## BRANO ORIGINALE
Direi che qui è silenzioso e soprattutto non c'è il rischio di andare incontro all'assideramento. "Dieciunitàsonanti": come mai avete scelto questo nome per il gruppo?
«Comincio subito con il dirti che io sono famoso per le parentesi, quindi ne apro subito una prima di risponderti. Quando ho accettato di fare questo live, non sapevo neanche se sarei venuto da solo o con il gruppo. Perché questo? Perché negli ultimi mesi i Dieciunitàsonanti stanno in standby diciamo.»
Frena: prima di finire in guai grossi, ho per caso toccato un tasto dolente?
«Assolutamente no (fortunatamente ride NdR). Semplicemente non potevo risponderti senza dirtelo. Non so bene neanche io cosa vuol dire questa pausa, semplicemente non stiamo suonando e non stiamo scrivendo. Detto questo, il nome "Dieciunitàsonanti" deriva dal fatto che ci dicono che noi suoniamo con le mani: abbiamo un approccio molto tattile alla musica, molto poco cerebrale, molto poco teorico e molto pratico. E in un certo senso il dieci ci ha sempre affascinato, dà un certo senso di quadratura del cerchio. "Perché dieci se siete in quattro?" Per questo motivo.»
Qualcosa che esprime un concetto di completezza insomma. Ma quali sono invece i gruppi o gli artisti che hanno influenzato il tuo stile musicale?
« Come ti avranno detto tutti quanti, una lista pazzesca e il bello è che la lista va aggiornata continuamente. Comunque prima di tutto il punk.»
Il punk? Insolito.
«Il punk come lo intendo io però. In realtà dovrei dire il rock'n'roll. Io sento i Pearl Jam che mi piacciono tantissimo, e che domani per la prima volta in diciotto anni non andrò a vedere.»
...Io non li ho mai visti sfortunatamente, ti invidio.
«Ci sarà occasione. Dai Pearl Jam, passo a Neil Young. Da Neil Young a Bob Dylan. O Bruce Springsteen. E, ad esempio, al Boss chi piace? Elvis Presley e Bob Dylan e quindi tu scavi, scavi e scopri riferimenti nuovi. Ascolto i classici, ad esempio Chuck Berry e gli Everly Brothers (ultimamente sono fissato con gli Everly Brothers). Poi anche i grandi cantautori come De Gregori o Lucio Dalla o De André. E poi Paul McCartney e Prince. Tu "rubi" da tutti e cerchi di "rubare" così bene che alla fine fai qualcosa di tuo.»
Un "furto" musicale.

## DATI DA ESAMINARE

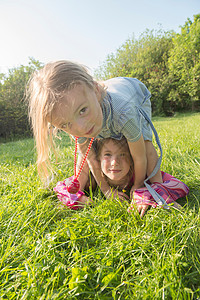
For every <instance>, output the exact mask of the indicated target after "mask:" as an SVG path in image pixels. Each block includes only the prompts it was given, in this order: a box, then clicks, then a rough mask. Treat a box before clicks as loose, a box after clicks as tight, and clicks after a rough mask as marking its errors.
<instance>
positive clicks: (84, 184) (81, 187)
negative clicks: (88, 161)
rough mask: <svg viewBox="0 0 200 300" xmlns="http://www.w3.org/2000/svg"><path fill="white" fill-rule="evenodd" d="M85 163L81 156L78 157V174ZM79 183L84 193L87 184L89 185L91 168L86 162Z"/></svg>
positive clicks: (79, 180)
mask: <svg viewBox="0 0 200 300" xmlns="http://www.w3.org/2000/svg"><path fill="white" fill-rule="evenodd" d="M82 161H83V157H82V156H81V155H79V156H78V161H77V169H76V172H77V173H78V171H79V169H80V166H81V163H82ZM78 180H79V182H80V190H81V191H83V190H84V189H85V187H86V184H87V183H88V180H89V166H88V163H87V162H85V164H84V166H83V170H82V172H81V174H80V176H79V179H78Z"/></svg>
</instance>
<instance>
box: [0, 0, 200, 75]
mask: <svg viewBox="0 0 200 300" xmlns="http://www.w3.org/2000/svg"><path fill="white" fill-rule="evenodd" d="M198 13H200V1H199V0H137V1H135V0H102V1H96V0H0V73H1V72H3V73H4V72H6V70H7V69H8V68H13V67H18V66H19V65H21V64H23V65H26V64H27V63H28V60H29V57H34V58H35V59H37V60H39V61H41V62H44V63H46V62H49V61H54V60H59V59H69V60H73V61H77V62H80V63H83V64H85V65H87V66H88V67H90V68H91V72H93V70H94V69H95V68H97V67H98V66H99V65H100V64H101V63H102V62H103V61H105V59H106V57H107V55H109V54H111V53H112V52H115V51H116V49H117V48H119V47H120V46H121V45H122V44H123V43H124V42H125V41H126V40H127V39H128V38H130V37H132V35H133V34H134V36H135V38H138V37H139V35H140V34H141V33H143V32H144V31H145V30H146V29H147V28H148V29H159V28H162V29H163V30H166V31H167V30H174V31H176V32H180V26H183V25H184V23H185V21H186V20H187V18H190V19H191V20H193V15H195V14H198Z"/></svg>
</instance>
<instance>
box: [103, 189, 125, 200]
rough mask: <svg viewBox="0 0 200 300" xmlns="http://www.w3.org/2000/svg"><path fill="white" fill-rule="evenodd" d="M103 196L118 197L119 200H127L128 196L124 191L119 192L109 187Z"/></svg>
mask: <svg viewBox="0 0 200 300" xmlns="http://www.w3.org/2000/svg"><path fill="white" fill-rule="evenodd" d="M105 196H106V197H107V198H110V197H113V198H119V200H120V201H121V202H123V201H127V200H129V197H128V196H127V195H126V194H125V193H123V192H119V191H118V190H112V189H110V190H108V191H107V192H106V193H105Z"/></svg>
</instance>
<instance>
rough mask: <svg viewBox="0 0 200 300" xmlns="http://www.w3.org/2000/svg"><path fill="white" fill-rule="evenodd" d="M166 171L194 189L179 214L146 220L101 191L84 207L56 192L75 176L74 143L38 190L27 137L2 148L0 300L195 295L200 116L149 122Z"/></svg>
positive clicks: (0, 186)
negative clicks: (156, 133)
mask: <svg viewBox="0 0 200 300" xmlns="http://www.w3.org/2000/svg"><path fill="white" fill-rule="evenodd" d="M154 124H155V126H156V128H157V130H158V132H159V136H160V140H161V144H162V147H163V153H164V155H163V163H162V170H164V171H166V172H168V173H170V174H172V175H174V176H176V177H177V178H179V179H180V180H182V181H183V182H185V183H186V184H187V185H188V186H189V188H190V194H189V195H188V197H187V198H184V199H180V201H179V203H180V204H181V205H182V206H184V210H183V211H177V210H175V209H173V208H172V209H171V212H170V213H169V212H166V211H165V210H162V209H150V210H149V211H148V212H147V214H146V215H145V217H144V218H143V219H140V218H139V217H138V216H134V215H130V214H128V213H127V206H126V205H125V204H124V205H122V204H121V203H120V202H119V201H117V200H113V201H111V200H105V199H104V198H103V197H102V196H101V194H100V192H99V191H96V192H95V193H94V194H93V201H94V205H93V206H92V207H89V208H85V209H84V210H82V211H72V210H69V209H67V208H65V207H63V206H62V205H61V204H60V203H59V202H58V200H57V198H56V196H55V195H54V193H53V191H52V188H53V186H54V185H55V183H56V182H57V181H58V180H63V179H64V178H65V177H69V176H70V175H71V174H72V172H73V145H72V144H71V142H70V141H69V138H67V137H64V138H63V139H62V141H59V150H58V164H56V163H55V159H54V158H53V165H54V168H55V171H56V173H57V178H56V179H55V180H54V182H52V183H51V185H50V187H49V188H48V189H44V188H43V187H42V186H41V182H40V180H39V178H38V175H37V168H36V164H35V158H36V155H35V151H34V143H33V140H32V139H25V140H21V141H15V142H9V143H2V144H1V145H0V161H1V170H0V173H1V185H0V194H1V198H0V205H1V210H0V252H1V255H0V299H9V300H10V299H28V300H29V299H41V300H42V299H45V300H46V299H81V300H82V299H87V300H88V299H102V300H104V299H105V300H107V299H108V300H110V299H159V300H160V299H165V300H166V299H167V300H168V299H177V300H179V299H199V297H200V234H199V233H200V232H199V231H200V221H199V216H200V214H199V213H200V209H199V207H200V187H199V186H200V142H199V140H200V125H199V124H200V114H199V113H196V114H186V115H183V114H180V115H177V116H176V117H173V118H155V119H154Z"/></svg>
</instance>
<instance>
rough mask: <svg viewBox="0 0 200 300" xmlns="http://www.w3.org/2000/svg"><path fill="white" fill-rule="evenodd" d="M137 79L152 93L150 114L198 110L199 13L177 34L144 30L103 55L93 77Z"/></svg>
mask: <svg viewBox="0 0 200 300" xmlns="http://www.w3.org/2000/svg"><path fill="white" fill-rule="evenodd" d="M118 76H127V77H135V78H138V79H139V80H141V81H142V82H143V83H144V84H145V85H146V86H147V87H148V89H149V90H150V92H151V94H152V98H151V101H152V109H153V113H154V114H165V115H173V114H174V112H175V111H180V110H182V111H186V110H187V111H188V110H198V109H200V14H198V15H195V16H194V20H193V21H191V20H189V19H188V20H187V21H186V23H185V25H184V26H183V27H181V33H180V34H176V33H174V32H172V31H170V32H163V31H162V30H159V31H155V30H152V31H149V30H147V31H145V32H144V33H143V34H142V35H141V36H140V37H139V39H135V38H131V39H128V40H127V41H126V42H125V43H124V44H123V45H122V46H121V47H120V48H119V49H118V50H117V51H116V53H112V54H110V55H108V56H107V59H106V61H105V62H104V63H103V64H102V65H101V66H100V67H99V68H98V69H97V70H96V72H95V77H96V78H98V79H102V80H106V79H109V78H112V77H118Z"/></svg>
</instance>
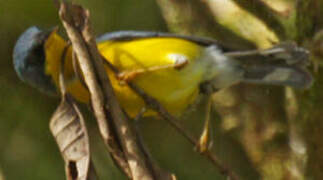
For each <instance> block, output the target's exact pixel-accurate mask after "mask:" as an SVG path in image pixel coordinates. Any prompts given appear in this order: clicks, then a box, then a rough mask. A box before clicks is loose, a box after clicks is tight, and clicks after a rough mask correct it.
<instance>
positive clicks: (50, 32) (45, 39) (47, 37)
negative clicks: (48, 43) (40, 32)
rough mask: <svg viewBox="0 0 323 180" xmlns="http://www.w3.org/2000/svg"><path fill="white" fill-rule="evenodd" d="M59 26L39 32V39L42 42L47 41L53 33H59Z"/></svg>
mask: <svg viewBox="0 0 323 180" xmlns="http://www.w3.org/2000/svg"><path fill="white" fill-rule="evenodd" d="M58 29H59V27H58V26H55V27H53V28H50V29H48V30H45V31H44V32H42V33H41V34H39V36H38V40H39V41H41V42H46V40H47V39H48V38H49V37H50V36H51V35H53V34H55V33H57V31H58Z"/></svg>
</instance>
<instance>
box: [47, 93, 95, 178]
mask: <svg viewBox="0 0 323 180" xmlns="http://www.w3.org/2000/svg"><path fill="white" fill-rule="evenodd" d="M50 129H51V132H52V134H53V136H54V137H55V140H56V142H57V144H58V146H59V149H60V152H61V154H62V156H63V159H64V161H65V170H66V175H67V179H69V180H86V179H96V178H95V175H94V176H91V177H93V178H90V176H89V174H90V164H91V162H90V147H89V137H88V133H87V130H86V127H85V123H84V118H83V116H82V114H81V112H80V111H79V108H78V107H77V105H76V103H75V102H74V100H73V99H72V97H71V96H69V95H68V94H66V95H64V96H63V98H62V102H61V104H60V105H59V107H58V108H57V110H56V111H55V113H54V114H53V116H52V118H51V121H50Z"/></svg>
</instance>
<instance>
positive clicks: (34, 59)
mask: <svg viewBox="0 0 323 180" xmlns="http://www.w3.org/2000/svg"><path fill="white" fill-rule="evenodd" d="M44 56H45V55H44V49H43V46H41V45H40V46H37V47H35V48H34V49H33V50H32V52H31V53H30V55H29V57H28V64H30V65H42V64H43V63H44V61H45V59H44Z"/></svg>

## COSA FARE
**a)** Nell'intervista, quante persone formano i Dieciunitàsonanti?
**b)** Traduci in inglese questa frase dell'intervista: "Ascolto i classici, ad esempio Chuck Berry e gli Everly Brothers (ultimamente sono fissato con gli Everly Brothers)."
**c)** Prosegui l'intervista sui Dieciunitàsonanti dal punto in cui si ferma.

## RISULTATI IN ORDINE
**a)** Sono in quattro.

**b)** I listen to the classics, for example Chuck Berry and the Everly Brothers (lately I'm obsessed with the Everly Brothers).

**c)**
«Tu capiti in un momento strano in cui sto cercando ancora di capire se devo suonare da solo, se devo avere una band e con quali strumenti, quale voce devo avere insomma. Però ecco, con i Dieciunitàsonanti facevamo una cosa molto interessante: avevamo influenze musicali diversissime che confluivano comunque in qualcosa di personale però si sentiva che cosa ascoltava in quel momento Alessandro Santucci, la chitarra. O Cristiano Spadoni alla batteria, senti subito qual è la musica su cui si muove. O Valentino Orciuolo al basso... Vabbè, Valentino non si è mai capito (ride NdR) perchè lui ascolta di tutto ma inconsapevolmente e le cose che ascolta consapevolmente non si sentono al basso: è una cosa che ci faceva impazzire perchè non riuscivamo a dargli i riferimenti, però alla fine veniva fuori come una cosa tutta sua. è una cosa fantastica il fatto che lui non "scimmiotti" nessuno.»
Definisci scimmiottare.
«Fare rock in Italia è "non essere autentici". Scopiazzare qualcuno. Usare una posa. Mentre invece il succo è prendere quello che c'è di universale nel rock e portarlo nel tuo mondo. Per questo mi dispiace per tutti gli amici che cantano in inglese ma non li capisco (ride NdR) perché l'unica chance che hai per essere personale è cantare in italiano. E soprattutto se canti in inglese, perché magari vuoi fare una scelta internazionale e non vuoi rimanere in Italia (tra l'altro scelta rispettosissima, ci mancherebbe,) ma fai i testi che sono poveri, tutti "I want you, I want you", allora ben venga l'italiano. Ad esempio un bel gruppo di adesso, i Bud Spencer Blues Explosion, hanno sempre detto onestamente che per loro i testi non sono la cosa più importante. Non che siano testi stupidi, ma non sono l'elemento più importante del loro lavoro. Fanno testi che non sono male, ma non mascherano questa cosa. Perchè dovrebbero scimmiottare appunto un altro gruppo, nascondendosi dietro l'inglese? Lo vedi che apro mille parentesi? Parlo troppo (ride di nuovo NdR).»
Puoi parlare liberamente, abbiamo a disposizione quasi due ore di registrazione.
«Un altro gruppo che mi piace tantissimo sono i Kutso perché è un modo personale di fare qualcosa, si capisce cosa ti stai ascoltando e lo fanno capire a modo loro. Quella è roba buona.»
Cos'è cambiato musicalmente da quel primo EP "La cura migliore"?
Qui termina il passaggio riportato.